STATED GOAL
Lay out the listing below as a Markdown table with the columns Row and Content. Cover everything from the line containing "hand that appears in the following image." down to the line containing "[67,4,90,52]", both included, with each line in its own numbered row, blank lines left out, and the pictures omitted.

^^^^^^^^^^^^^^^^

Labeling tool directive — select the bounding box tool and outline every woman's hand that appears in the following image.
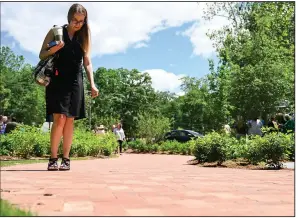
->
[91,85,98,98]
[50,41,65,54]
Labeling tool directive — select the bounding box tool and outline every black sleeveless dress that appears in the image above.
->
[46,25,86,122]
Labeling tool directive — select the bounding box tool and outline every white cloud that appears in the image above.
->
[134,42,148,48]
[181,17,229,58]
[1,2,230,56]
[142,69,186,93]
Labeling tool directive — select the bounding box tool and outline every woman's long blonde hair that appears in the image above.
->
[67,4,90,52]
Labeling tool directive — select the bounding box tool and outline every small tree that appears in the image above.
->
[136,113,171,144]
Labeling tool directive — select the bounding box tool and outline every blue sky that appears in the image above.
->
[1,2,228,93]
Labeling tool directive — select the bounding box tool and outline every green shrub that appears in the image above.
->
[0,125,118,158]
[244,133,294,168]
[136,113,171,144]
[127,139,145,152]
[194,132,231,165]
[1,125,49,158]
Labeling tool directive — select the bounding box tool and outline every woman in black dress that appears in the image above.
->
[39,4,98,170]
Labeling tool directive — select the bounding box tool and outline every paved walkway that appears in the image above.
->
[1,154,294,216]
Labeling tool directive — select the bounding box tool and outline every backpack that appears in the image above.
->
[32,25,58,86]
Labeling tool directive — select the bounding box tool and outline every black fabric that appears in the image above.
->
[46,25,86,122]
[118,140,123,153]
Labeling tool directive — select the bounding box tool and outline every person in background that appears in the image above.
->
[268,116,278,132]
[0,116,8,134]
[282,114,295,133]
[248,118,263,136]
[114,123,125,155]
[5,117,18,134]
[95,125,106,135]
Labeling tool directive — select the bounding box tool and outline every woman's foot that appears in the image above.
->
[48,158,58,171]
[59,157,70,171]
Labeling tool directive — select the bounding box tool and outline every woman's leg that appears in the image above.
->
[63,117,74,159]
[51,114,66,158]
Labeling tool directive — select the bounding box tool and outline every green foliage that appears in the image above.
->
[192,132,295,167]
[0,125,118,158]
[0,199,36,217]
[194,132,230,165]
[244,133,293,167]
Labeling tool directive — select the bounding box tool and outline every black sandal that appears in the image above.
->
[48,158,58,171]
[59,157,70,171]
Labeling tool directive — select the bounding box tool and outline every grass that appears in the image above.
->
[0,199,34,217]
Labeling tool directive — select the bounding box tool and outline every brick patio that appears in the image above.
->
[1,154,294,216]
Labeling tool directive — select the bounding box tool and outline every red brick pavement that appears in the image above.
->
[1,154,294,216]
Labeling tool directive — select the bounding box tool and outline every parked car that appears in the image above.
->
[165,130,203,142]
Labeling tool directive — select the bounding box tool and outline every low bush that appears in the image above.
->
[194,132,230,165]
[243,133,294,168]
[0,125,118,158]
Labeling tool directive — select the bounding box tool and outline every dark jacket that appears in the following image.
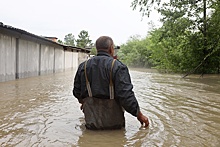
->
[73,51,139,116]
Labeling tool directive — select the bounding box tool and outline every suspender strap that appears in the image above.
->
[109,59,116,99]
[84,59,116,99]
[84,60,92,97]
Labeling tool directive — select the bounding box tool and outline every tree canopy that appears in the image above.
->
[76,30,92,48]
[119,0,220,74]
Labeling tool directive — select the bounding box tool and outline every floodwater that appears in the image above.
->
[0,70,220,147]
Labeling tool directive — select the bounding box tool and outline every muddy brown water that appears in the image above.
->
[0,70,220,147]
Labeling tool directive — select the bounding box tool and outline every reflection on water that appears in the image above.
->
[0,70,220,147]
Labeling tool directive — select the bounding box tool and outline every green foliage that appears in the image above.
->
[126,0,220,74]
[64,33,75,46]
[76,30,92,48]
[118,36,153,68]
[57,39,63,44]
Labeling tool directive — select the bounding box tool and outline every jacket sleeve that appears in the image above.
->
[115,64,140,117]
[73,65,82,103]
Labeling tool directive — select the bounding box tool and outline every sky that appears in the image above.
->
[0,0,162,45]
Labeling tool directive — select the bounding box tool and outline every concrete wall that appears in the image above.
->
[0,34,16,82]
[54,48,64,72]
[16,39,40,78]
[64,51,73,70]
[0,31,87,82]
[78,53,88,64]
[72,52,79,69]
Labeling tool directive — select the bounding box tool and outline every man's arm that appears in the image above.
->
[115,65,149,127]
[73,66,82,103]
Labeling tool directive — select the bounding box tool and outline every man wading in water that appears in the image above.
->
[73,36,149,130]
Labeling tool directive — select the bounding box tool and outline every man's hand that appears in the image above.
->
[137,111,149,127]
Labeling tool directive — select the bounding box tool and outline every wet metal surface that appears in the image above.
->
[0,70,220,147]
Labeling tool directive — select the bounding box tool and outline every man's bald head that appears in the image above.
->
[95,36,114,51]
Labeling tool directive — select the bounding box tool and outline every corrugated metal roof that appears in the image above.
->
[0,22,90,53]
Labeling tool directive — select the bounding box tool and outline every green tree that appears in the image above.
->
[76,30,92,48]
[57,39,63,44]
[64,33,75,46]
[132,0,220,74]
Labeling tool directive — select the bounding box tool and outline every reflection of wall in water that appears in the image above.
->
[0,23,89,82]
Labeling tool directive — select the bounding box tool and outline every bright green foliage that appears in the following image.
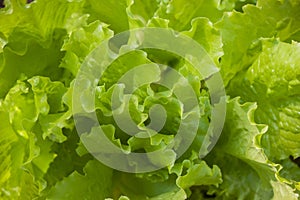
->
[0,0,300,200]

^^^^^^^^^^^^^^^^

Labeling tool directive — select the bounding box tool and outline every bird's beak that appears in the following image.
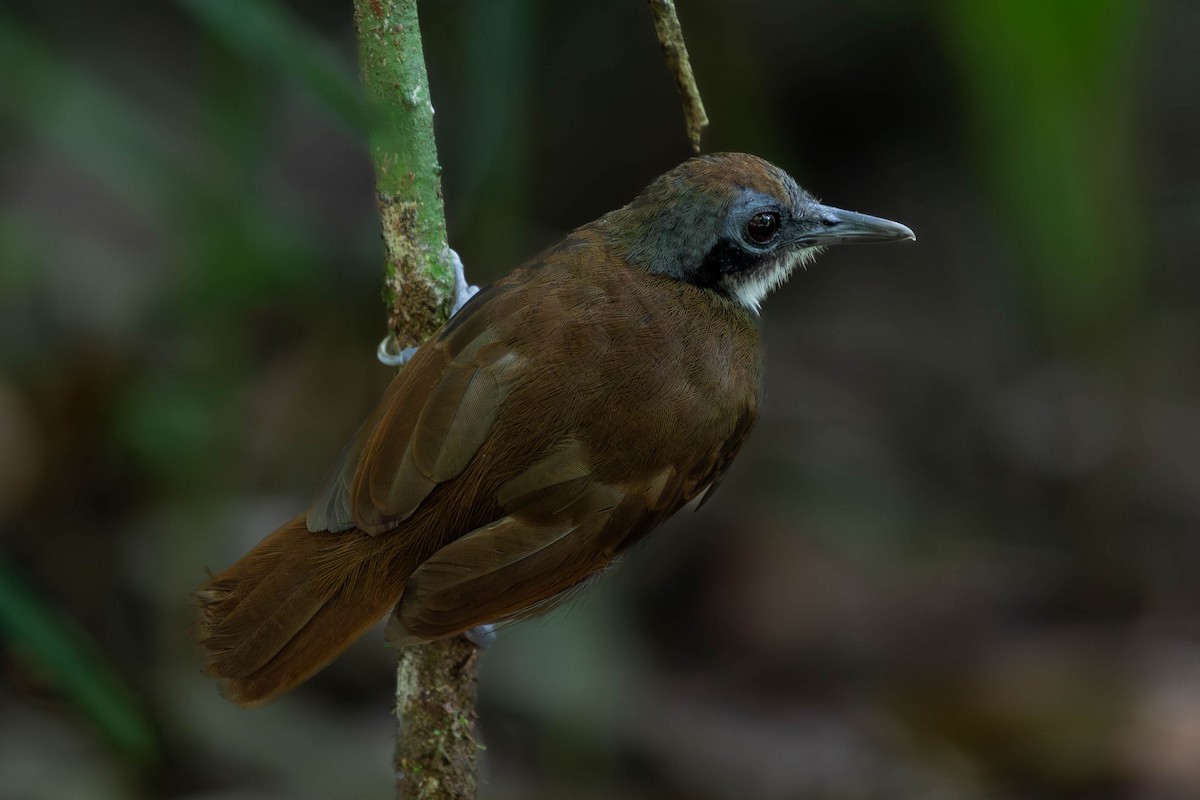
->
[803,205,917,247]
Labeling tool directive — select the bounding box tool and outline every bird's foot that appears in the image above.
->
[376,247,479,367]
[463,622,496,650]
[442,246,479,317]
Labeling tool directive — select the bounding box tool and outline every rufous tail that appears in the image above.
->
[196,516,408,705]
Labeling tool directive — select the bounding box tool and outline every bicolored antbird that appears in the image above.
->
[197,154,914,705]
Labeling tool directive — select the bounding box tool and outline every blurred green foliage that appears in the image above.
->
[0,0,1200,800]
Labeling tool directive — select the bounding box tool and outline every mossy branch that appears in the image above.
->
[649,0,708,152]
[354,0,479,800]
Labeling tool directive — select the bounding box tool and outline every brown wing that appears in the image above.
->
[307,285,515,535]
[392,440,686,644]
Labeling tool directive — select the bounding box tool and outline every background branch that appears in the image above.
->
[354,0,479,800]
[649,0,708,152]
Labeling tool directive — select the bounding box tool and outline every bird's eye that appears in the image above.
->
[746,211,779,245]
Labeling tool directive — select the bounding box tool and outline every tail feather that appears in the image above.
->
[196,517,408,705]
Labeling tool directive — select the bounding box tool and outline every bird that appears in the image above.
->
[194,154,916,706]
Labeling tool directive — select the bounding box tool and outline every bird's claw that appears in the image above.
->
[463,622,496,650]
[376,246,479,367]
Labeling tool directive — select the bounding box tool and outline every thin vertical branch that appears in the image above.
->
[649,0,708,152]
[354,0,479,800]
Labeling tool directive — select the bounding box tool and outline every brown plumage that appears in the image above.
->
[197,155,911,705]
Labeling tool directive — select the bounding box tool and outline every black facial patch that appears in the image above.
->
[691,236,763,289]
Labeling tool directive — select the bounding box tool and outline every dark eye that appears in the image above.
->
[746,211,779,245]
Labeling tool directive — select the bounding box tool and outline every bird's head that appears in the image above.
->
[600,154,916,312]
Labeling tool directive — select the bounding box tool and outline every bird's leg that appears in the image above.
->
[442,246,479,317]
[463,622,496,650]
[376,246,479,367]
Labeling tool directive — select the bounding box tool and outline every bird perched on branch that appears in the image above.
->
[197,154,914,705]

^^^^^^^^^^^^^^^^

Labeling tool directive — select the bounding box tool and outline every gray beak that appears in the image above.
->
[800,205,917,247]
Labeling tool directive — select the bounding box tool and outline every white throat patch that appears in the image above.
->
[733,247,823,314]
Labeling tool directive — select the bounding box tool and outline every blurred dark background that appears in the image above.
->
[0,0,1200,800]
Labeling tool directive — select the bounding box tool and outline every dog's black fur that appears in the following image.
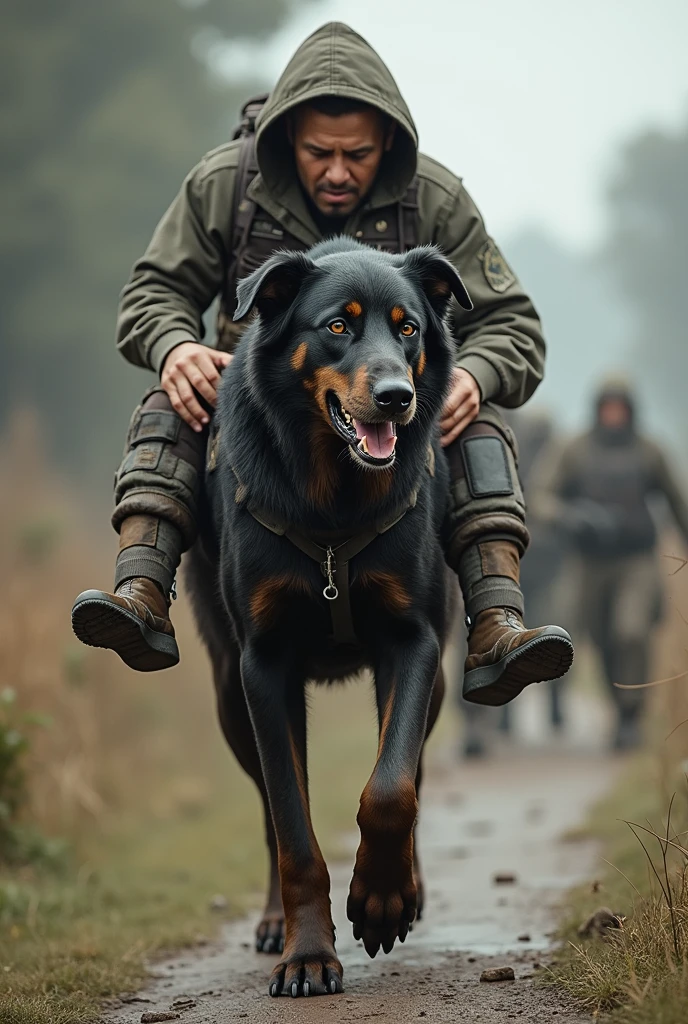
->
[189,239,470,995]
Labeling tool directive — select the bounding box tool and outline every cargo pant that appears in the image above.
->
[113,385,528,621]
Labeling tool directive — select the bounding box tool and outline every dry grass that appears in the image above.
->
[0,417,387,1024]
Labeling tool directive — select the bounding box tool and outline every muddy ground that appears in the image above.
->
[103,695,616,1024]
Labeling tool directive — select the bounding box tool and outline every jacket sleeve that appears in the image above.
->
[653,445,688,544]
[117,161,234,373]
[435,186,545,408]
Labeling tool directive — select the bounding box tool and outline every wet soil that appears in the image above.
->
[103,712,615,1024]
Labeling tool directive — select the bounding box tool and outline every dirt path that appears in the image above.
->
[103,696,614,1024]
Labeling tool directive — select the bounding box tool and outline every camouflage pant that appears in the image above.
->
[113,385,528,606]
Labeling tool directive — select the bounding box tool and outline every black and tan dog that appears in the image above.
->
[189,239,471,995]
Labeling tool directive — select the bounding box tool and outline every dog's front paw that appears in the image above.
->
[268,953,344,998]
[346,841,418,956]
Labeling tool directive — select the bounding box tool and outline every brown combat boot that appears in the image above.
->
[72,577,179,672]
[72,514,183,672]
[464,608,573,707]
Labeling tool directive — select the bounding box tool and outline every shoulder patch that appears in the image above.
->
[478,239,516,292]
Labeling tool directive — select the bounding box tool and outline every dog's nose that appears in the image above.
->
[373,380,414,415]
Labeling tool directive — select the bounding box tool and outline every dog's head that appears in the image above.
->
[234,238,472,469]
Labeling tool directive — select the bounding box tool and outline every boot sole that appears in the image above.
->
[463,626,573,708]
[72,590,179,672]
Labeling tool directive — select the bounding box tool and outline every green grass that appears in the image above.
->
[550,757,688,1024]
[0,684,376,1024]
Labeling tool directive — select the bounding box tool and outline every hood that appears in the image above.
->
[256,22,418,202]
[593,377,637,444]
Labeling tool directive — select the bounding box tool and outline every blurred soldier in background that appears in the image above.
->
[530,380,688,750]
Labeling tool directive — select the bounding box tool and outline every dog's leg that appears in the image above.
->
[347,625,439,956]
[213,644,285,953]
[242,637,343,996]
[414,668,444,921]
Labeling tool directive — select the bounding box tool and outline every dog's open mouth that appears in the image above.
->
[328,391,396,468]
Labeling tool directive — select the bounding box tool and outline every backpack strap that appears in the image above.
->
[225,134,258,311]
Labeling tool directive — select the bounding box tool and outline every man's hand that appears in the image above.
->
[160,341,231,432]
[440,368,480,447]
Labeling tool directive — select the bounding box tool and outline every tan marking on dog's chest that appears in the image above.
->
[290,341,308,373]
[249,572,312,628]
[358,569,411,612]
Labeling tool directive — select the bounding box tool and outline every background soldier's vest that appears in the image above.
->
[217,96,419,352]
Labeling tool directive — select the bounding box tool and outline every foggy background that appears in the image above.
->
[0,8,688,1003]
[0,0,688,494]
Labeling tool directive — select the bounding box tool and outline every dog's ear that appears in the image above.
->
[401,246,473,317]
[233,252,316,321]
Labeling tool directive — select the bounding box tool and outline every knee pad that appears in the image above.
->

^^^^^^^^^^^^^^^^

WRITTEN RESPONSE
| Row | Content |
|---|---|
| 1 | Labeling tool directive — select the bounding box tool and outline every woman's hand that appears in the following image. |
| 2 | -> |
| 3 | [91,85,98,98] |
| 4 | [50,41,65,54] |
| 5 | Labeling tool directive — select the bounding box tool and outline every black sleeveless dress that appears in the image above. |
| 6 | -> |
| 7 | [46,25,86,122] |
| 8 | Labeling tool directive — select the bounding box tool and outline every white cloud that appears in the image above. |
| 9 | -> |
| 10 | [134,42,148,48] |
| 11 | [181,17,229,58] |
| 12 | [1,2,230,56] |
| 13 | [142,69,186,93] |
| 14 | Labeling tool directive — select the bounding box tool and outline every woman's long blonde hair that appears in the image above. |
| 15 | -> |
| 16 | [67,4,90,52] |